- _Dataset items_:
## begin

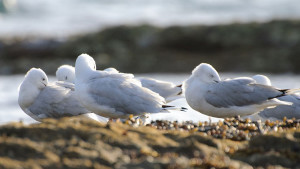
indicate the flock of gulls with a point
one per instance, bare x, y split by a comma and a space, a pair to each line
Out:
83, 90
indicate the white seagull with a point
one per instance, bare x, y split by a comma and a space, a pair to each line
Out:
40, 100
66, 73
208, 94
279, 112
113, 95
167, 90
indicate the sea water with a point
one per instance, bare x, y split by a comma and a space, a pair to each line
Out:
61, 18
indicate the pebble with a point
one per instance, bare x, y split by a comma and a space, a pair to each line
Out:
231, 128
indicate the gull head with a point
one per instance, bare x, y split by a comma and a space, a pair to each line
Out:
111, 70
206, 73
84, 62
35, 80
36, 77
262, 79
66, 73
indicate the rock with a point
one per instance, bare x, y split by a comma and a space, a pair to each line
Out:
83, 143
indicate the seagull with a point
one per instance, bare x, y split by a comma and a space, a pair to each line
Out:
262, 79
207, 93
40, 99
114, 95
167, 90
66, 73
279, 112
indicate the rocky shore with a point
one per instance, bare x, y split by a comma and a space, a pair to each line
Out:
256, 47
83, 143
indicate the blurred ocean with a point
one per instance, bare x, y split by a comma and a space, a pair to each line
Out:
56, 18
10, 110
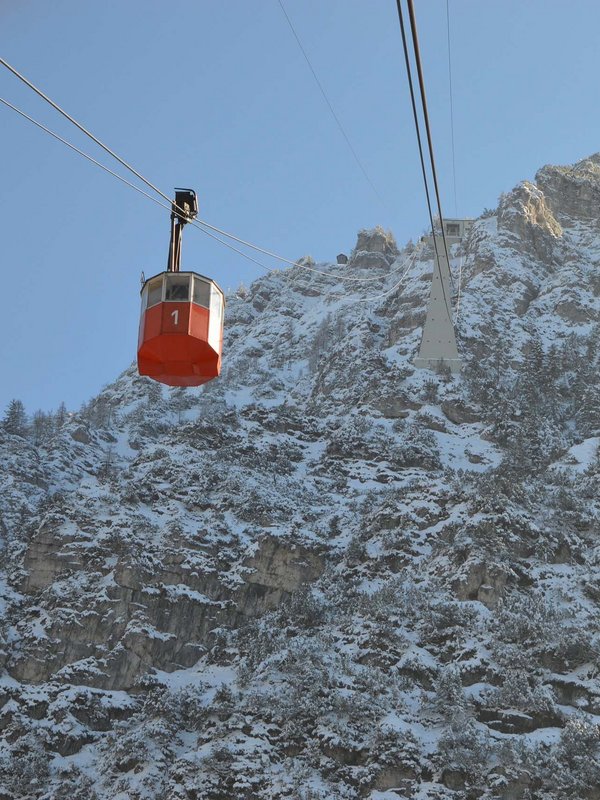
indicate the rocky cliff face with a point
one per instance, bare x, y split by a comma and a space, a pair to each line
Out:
327, 574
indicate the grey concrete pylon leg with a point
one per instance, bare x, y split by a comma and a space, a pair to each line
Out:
439, 340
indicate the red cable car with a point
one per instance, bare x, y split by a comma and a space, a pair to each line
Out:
181, 325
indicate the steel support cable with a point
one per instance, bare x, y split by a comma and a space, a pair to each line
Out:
200, 224
451, 106
331, 109
420, 143
122, 179
197, 222
405, 267
154, 199
415, 37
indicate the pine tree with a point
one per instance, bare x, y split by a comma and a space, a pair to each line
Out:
15, 419
61, 416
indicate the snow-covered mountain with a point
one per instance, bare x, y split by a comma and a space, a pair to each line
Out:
327, 574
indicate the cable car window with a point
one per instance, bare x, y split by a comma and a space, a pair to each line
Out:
201, 292
154, 290
178, 288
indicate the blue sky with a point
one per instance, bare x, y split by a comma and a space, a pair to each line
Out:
217, 96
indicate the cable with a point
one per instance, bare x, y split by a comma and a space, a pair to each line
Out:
82, 129
451, 106
460, 268
413, 26
168, 207
196, 222
331, 109
120, 177
406, 265
419, 141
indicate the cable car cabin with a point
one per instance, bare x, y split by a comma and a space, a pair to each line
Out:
181, 329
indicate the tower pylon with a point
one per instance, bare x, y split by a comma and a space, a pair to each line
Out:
438, 344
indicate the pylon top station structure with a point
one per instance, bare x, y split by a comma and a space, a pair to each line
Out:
438, 345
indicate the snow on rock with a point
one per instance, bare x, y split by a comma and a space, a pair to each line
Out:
326, 574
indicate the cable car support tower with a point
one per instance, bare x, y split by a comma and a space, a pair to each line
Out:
438, 344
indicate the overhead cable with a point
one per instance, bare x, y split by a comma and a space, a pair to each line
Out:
198, 222
415, 37
451, 106
420, 145
331, 108
121, 178
202, 225
166, 206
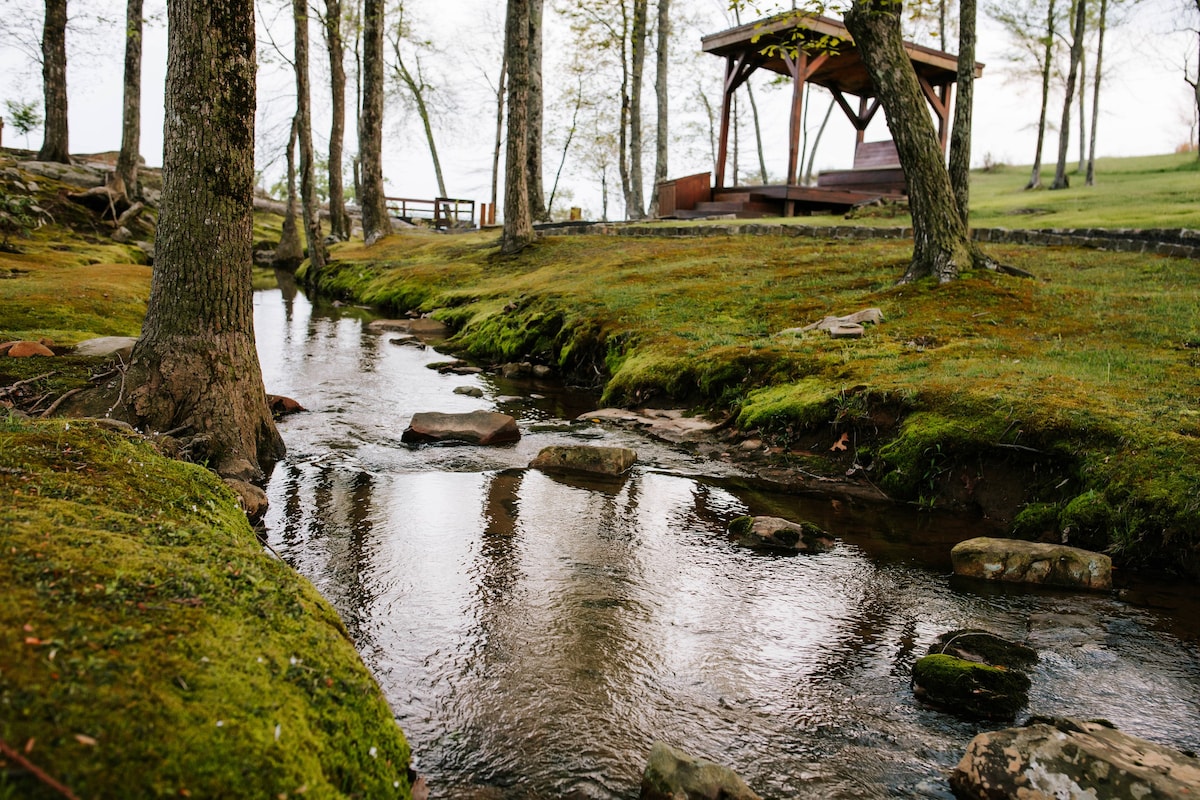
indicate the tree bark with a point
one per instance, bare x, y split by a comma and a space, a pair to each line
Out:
1077, 54
54, 83
289, 252
376, 222
339, 221
1036, 175
131, 109
941, 247
1096, 92
661, 131
517, 221
535, 128
637, 71
195, 368
960, 136
310, 203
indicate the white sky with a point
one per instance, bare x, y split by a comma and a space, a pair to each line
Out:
1145, 102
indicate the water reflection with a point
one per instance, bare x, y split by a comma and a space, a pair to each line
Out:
535, 635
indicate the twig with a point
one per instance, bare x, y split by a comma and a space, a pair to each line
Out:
35, 770
55, 404
12, 388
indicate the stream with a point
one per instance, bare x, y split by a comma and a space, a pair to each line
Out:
537, 635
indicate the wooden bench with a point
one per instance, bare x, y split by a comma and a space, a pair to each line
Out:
876, 169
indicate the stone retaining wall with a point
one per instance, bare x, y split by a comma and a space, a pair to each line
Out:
1179, 242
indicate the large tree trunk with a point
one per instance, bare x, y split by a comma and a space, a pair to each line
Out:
960, 137
310, 203
534, 130
1077, 54
289, 252
637, 70
131, 109
517, 222
376, 223
339, 221
195, 370
54, 83
1048, 56
661, 132
1096, 92
941, 246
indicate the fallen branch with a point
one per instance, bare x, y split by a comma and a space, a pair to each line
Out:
35, 770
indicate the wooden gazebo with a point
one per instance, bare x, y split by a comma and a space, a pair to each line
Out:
809, 49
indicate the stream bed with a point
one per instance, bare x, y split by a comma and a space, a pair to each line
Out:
535, 635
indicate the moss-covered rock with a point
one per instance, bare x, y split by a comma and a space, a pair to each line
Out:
969, 687
150, 648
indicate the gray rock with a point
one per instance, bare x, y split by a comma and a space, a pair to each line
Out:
474, 427
1072, 759
611, 462
107, 346
778, 534
673, 775
1019, 561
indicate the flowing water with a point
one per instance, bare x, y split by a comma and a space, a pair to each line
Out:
535, 636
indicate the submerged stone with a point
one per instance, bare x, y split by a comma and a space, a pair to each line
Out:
1069, 758
474, 427
969, 687
673, 775
1020, 561
778, 534
612, 462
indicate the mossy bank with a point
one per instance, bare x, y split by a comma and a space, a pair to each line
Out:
1062, 407
150, 648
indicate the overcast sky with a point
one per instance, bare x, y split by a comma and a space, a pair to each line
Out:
1144, 106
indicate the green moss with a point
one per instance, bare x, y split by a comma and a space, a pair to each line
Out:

## end

- _What the exercise asks_:
Write out exactly the final stretch of the records: the line containing "indicate the flowing water with a point" and every line after it, through the last, and nothing else.

- _Written answer_:
indicate the flowing water with a point
one per instance, bare x, y split by a comma and a space, a pair to each line
Out:
535, 636
indicate the submerged stone with a point
one per instance, bare x, y split by a comma and a space, a pair to each line
Out:
1069, 758
474, 427
969, 687
673, 775
1020, 561
778, 534
612, 462
indicate the mossy bank with a point
one per instance, bare x, y split by a comma and a space, a pair to each line
Out:
1062, 407
150, 648
indicate the overcast sky with a point
one per instance, bare x, y split by a comma and a space, a pair to each line
Out:
1144, 106
indicate the green moss with a point
one per instance, bare x, y split by a comma and a space, a pair to each line
Out:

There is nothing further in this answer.